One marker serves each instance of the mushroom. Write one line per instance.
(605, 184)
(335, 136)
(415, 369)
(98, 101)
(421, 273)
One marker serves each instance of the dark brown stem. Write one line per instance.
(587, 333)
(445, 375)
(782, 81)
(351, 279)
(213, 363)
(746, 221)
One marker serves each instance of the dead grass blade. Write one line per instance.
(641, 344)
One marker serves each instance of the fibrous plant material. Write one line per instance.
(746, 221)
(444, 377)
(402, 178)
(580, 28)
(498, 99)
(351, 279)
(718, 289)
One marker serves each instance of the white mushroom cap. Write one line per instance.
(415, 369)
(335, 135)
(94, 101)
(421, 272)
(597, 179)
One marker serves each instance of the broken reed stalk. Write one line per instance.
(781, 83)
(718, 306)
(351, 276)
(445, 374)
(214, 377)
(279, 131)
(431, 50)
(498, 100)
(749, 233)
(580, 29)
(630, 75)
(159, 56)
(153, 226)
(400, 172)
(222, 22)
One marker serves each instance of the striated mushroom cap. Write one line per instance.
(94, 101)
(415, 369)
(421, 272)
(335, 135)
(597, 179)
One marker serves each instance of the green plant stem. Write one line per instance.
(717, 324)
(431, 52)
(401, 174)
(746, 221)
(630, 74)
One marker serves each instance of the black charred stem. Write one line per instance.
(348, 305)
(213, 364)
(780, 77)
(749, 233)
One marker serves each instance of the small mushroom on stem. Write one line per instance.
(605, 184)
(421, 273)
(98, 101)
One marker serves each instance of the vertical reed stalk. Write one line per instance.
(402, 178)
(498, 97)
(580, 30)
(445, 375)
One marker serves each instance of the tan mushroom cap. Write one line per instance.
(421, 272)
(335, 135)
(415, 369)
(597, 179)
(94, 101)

== == ==

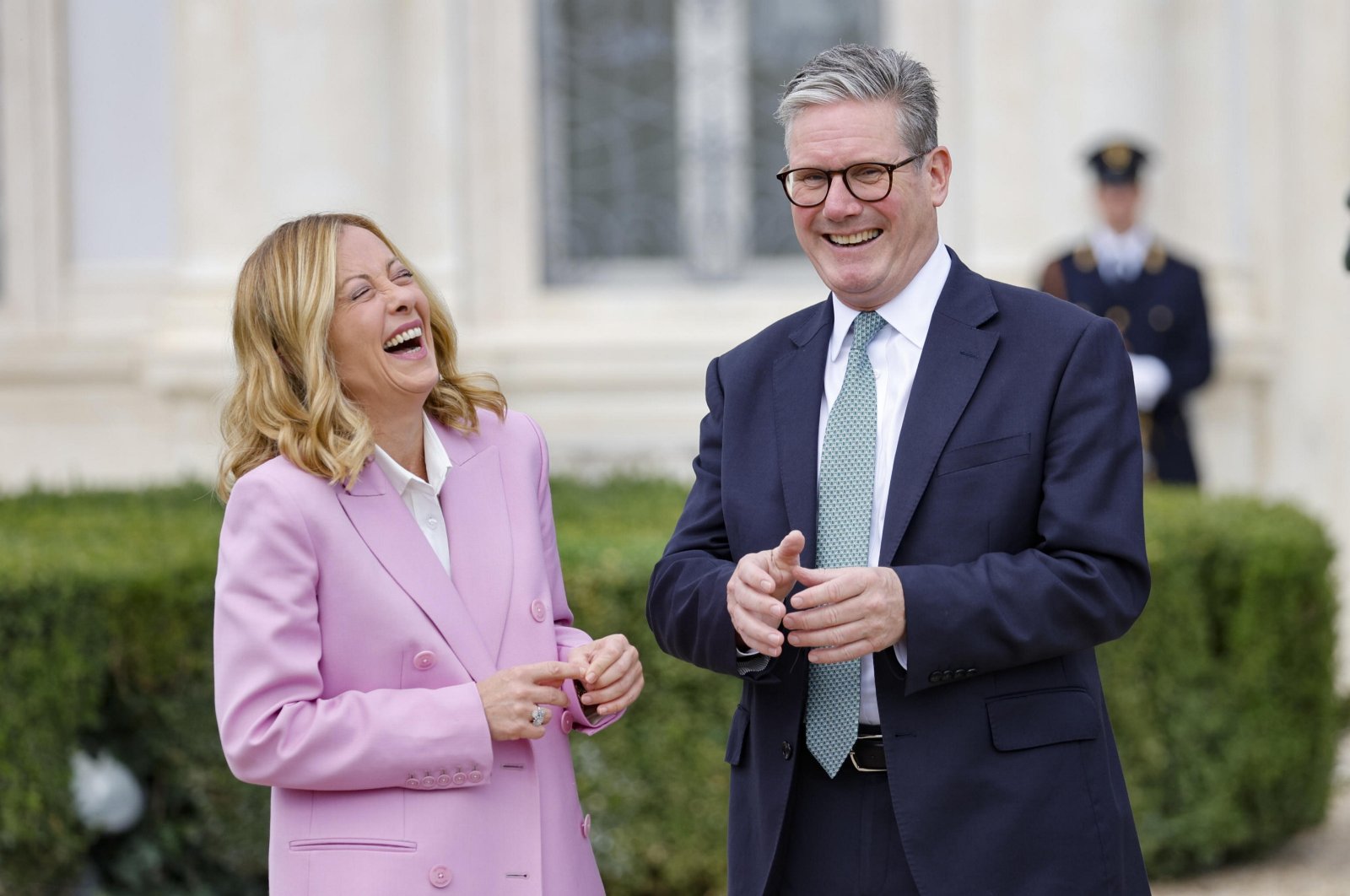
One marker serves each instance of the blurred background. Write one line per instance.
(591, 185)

== == ==

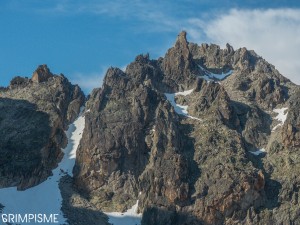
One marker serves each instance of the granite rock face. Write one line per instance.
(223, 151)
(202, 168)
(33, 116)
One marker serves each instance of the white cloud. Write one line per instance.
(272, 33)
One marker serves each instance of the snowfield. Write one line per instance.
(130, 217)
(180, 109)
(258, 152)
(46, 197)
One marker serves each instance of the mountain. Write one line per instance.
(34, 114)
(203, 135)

== == ==

Written instruction -> Collect every line above that contains the word "reed", treating uppercase and lowercase letters as different.

Response to this exercise ->
One marker serves each instance of the broken reed stalk. Write one line per instance.
One marker serves each instance of the vertical reed stalk. Write one line per instance.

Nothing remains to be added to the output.